PROMPT A:
Condense the paragraph beginning "I have been writing a memoir" in the memoir abstract into a short bulleted list that keeps its main facts.
PROMPT B:
Proceed with the memoir abstract from its final sentence, adding the next part of its discussion.

START PASSAGE PROVIDED

Publications and Research

Document Type

Article

Publication Date

2017

Abstract

I have been writing a memoir of my mother’s death since before she died. It began with a piece I started after she moved to hospice care, on the cusp of 2013. I began at my grief’s beginning: writing about the spring of her diagnosis the previous year. I currently have over 100,000 words that trace her life, her illness, her death, my grief, and my (ongoing) healing; the first chapter begins with that first piece, which I will excerpt later on. As I edit, I’m shaping the body of the text, as though it’s a person, as though it’s my own body, or my mother’s, modeling in some ways how I’ve used movement and physical exercise to help me through the stages of her illness and the space left without her. I’m also shaping my own therapeutic response to grief through my editing, shaving off the repetitions of my own pain and weaving in reflections of my mother’s healthy, well-lived life, and including a lot of the concrete actions I have taken to change my life since she died, both purposefully and accidentally.

END PASSAGE PROVIDED
START DATA SUPPLIED

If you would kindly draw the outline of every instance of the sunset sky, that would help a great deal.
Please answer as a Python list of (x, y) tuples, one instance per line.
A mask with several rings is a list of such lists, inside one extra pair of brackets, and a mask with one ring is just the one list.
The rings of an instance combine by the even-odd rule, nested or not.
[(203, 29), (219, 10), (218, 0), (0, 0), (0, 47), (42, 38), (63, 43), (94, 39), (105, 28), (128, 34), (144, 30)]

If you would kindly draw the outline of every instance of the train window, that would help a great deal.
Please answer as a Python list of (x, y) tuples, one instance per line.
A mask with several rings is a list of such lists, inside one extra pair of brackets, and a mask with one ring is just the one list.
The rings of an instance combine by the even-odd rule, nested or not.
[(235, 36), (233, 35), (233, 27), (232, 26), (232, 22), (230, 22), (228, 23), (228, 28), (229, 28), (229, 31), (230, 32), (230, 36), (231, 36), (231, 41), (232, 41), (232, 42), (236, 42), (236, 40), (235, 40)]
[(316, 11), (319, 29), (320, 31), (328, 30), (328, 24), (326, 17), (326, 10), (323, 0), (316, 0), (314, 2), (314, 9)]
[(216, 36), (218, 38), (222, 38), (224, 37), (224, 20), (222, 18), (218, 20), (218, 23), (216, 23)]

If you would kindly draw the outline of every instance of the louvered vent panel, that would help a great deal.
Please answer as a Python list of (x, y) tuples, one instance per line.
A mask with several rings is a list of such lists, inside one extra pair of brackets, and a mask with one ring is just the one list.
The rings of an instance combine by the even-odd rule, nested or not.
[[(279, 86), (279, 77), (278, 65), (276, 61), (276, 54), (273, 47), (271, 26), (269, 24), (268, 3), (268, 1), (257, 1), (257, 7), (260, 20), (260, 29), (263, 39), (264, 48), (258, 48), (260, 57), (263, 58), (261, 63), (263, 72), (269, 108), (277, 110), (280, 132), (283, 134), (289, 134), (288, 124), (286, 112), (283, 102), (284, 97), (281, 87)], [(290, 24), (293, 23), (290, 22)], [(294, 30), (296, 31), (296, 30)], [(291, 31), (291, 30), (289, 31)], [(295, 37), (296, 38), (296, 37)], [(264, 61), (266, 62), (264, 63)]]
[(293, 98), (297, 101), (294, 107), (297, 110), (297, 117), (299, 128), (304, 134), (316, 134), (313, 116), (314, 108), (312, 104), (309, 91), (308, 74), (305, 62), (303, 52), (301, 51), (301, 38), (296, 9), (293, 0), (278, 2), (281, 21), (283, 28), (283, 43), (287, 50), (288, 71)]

END DATA SUPPLIED

RESPONSE AREA A:
- I began writing a memoir of my mother's death before she died, starting a piece after she entered hospice care at the turn of 2013.
- That first piece went back to the spring of her diagnosis the year before.
- The memoir now runs over 100,000 words and covers her life, illness, and death, along with my grief and ongoing healing. The first chapter opens with that first piece.
- In editing, I shape the text like a body, my own or my mother's, echoing how movement and exercise helped me through her illness and her absence.
- Editing is also my therapeutic response to grief. I cut repetitions of my pain and add reflections on her healthy, well-lived life. I also include the concrete changes I've made to my life since her death, some purposeful and some accidental.

RESPONSE AREA B:
In this article, I consider sections of my in-progress manuscript alongside others’ published memoirs of losing a mother. Some of what I think is distinctly creative about my work is the addition of other modes of composing. This article, for example, incorporates memoir, scholarly analysis, multimodal video, and my mother’s own words. Using Megan Brown’s 2010 invitation in College Literature to consider my writing as a prism, I analyze Eggers (mostly, following Sidonie Smith and Julia Watson’s 2001 analysis, through its appended paratext) using theories and texts developed by Jacqueline Jones Royster in her Traces of a Stream: Literacy and Social Change Among African American Women, all mediated by sections of my own grief memoir and by portions of my mother’s introductions to her master’s thesis and doctoral dissertation. I have also added two layers of video to the manuscript and essay, one that traces memory and grief through my own relationship to books and reading and one that chronicles my grieving process through my athletic practices. Ultimately, with these combinations of texts and approaches to life writing, I posit that the ways in which the personal, academic, visual, and aural converge in my work about my mother could intervene in the grief memoir genre to create a broader way of mourning.